#### Data
· · ·

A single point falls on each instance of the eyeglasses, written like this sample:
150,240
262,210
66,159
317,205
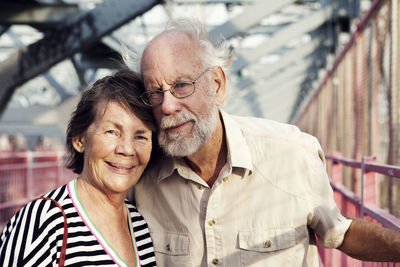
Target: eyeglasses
179,90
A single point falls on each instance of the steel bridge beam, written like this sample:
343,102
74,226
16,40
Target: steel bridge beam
33,13
251,15
278,40
76,34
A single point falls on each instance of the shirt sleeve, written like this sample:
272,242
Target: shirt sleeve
32,236
327,221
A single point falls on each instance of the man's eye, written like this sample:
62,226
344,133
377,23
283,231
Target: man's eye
141,137
180,86
111,132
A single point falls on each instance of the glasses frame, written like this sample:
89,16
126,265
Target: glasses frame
145,97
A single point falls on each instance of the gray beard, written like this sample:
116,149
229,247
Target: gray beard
178,145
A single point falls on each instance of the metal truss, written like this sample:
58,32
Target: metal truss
76,34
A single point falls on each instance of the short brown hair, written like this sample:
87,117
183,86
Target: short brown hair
123,87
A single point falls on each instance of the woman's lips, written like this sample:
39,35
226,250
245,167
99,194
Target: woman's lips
120,168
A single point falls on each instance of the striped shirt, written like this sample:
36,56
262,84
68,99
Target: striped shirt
33,237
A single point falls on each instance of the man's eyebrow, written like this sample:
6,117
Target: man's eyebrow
141,131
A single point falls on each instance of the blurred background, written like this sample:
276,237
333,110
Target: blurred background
331,67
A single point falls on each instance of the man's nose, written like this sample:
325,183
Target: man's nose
170,104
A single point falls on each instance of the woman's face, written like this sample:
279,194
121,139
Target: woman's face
116,148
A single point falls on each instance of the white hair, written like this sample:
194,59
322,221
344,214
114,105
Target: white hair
218,55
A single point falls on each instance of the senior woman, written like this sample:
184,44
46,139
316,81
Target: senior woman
109,142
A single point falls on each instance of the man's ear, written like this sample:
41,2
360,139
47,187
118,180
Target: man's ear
220,80
79,144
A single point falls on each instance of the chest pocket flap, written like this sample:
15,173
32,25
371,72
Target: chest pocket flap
267,240
170,243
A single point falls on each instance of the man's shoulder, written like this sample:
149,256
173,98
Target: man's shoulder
274,131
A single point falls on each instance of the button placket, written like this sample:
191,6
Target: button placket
267,244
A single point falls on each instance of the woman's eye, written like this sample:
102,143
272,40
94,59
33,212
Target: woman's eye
111,132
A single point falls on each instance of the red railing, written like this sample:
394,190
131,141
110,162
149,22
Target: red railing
365,205
26,175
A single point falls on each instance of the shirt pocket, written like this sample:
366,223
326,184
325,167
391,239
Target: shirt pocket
267,240
171,249
171,243
258,247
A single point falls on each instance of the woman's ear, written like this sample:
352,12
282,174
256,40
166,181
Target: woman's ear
220,80
79,144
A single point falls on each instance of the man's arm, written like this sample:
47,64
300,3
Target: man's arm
368,241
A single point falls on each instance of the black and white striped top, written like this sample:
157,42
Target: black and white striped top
33,237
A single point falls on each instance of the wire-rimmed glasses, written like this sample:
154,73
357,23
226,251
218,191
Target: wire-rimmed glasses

· · ·

#### Objective
Repeat all of the records verbatim, leaving out the pictures.

#### The response
A single point falls on each instance of the eyeglasses, written like this sample:
150,240
262,210
66,159
317,205
Target: eyeglasses
179,90
A single point falls on each instance of the steel bridge beam, written like this sample:
343,102
74,226
16,40
Target: steel bridge beam
33,13
251,15
278,40
76,34
A single point falls on each instance of the shirt sleeve, written like this sample:
272,242
Target: shirt sleeve
32,236
327,221
A single point falls on each instance of the man's eye, written like this sample:
62,226
344,133
377,23
283,231
Target: man's eye
141,137
180,86
111,132
A single point falls on each instance of the glasses frame, written like this sample:
89,16
126,265
Target: glasses frame
145,97
A single point falls on each instance of the gray beard, written like this sample:
116,149
229,247
Target: gray beard
178,145
A single point falls on each instance of the metal truss, written like this sample:
58,32
Target: metal truss
76,34
A single point falls on each instance of the short brown hair, written like this sample:
87,117
183,86
Target: short brown hair
123,87
A single point falls on each instance of the woman's lips, written like this sample:
39,35
226,250
245,167
99,194
Target: woman's lips
120,168
A single point falls on each instance of the striped shirt, written like this sample:
36,56
262,84
68,99
Target: striped shirt
33,237
A single point falls on each instance of the man's eyebrow, written like this sample:
6,117
Target: man's eyebrow
141,131
A single point falls on each instance of the blurred background, written like this sample:
276,237
333,110
Target: blurred background
331,67
A single point falls on each instance of the man's nose, written like this sample:
325,183
Target: man's nose
170,104
A single point falls on each instance of the woman's face, written like this sample:
279,194
121,139
Target: woman's face
116,148
A single point falls on each instance of the white hair, written like this sample:
194,59
322,221
344,214
114,105
Target: white hair
218,55
A single point falls on each instance of the senior woman, written like this sample:
184,44
46,139
316,81
Target: senior woman
109,142
A single point falls on each instance of the man's ear, written like this sample:
41,2
360,139
47,187
118,180
Target: man's ear
220,80
79,144
A single point falls on each instance of the chest pocket flap, written like this sample:
15,173
32,25
371,72
Target: chest pocket flap
267,240
170,243
A single point falls on each instance of the man's shoulder, written like this sample:
149,256
173,98
Target: man's shoulder
274,131
A single point falls on each instance of the button placket, written like this sample:
191,6
Target: button placket
267,244
A single point falls on each instance of the woman's eye, written like this sample:
102,143
272,40
94,59
33,212
Target: woman's eye
111,132
A single point falls on each instance of the red railing, written like this sample:
394,190
131,141
110,162
149,22
Target: red railing
365,205
26,175
A single point falls on each instance of the shirt pocket, written like this sample:
366,223
326,184
325,167
391,239
Target: shirt pocket
267,240
171,249
171,243
258,247
A single point falls on each instance of the woman's ear, written like this sample:
352,12
282,174
256,40
166,181
Target: woman's ear
220,80
79,144
A single point falls on each instance of the man's arm, written like this sample:
47,64
300,3
Target: man's arm
368,241
A single point falls on each instance of the black and white striped top, written like this sample:
157,42
Target: black and white striped top
33,237
A single point falls on each instance of the wire-rimmed glasses, written like this sample:
154,73
357,23
226,251
218,191
Target: wire-rimmed glasses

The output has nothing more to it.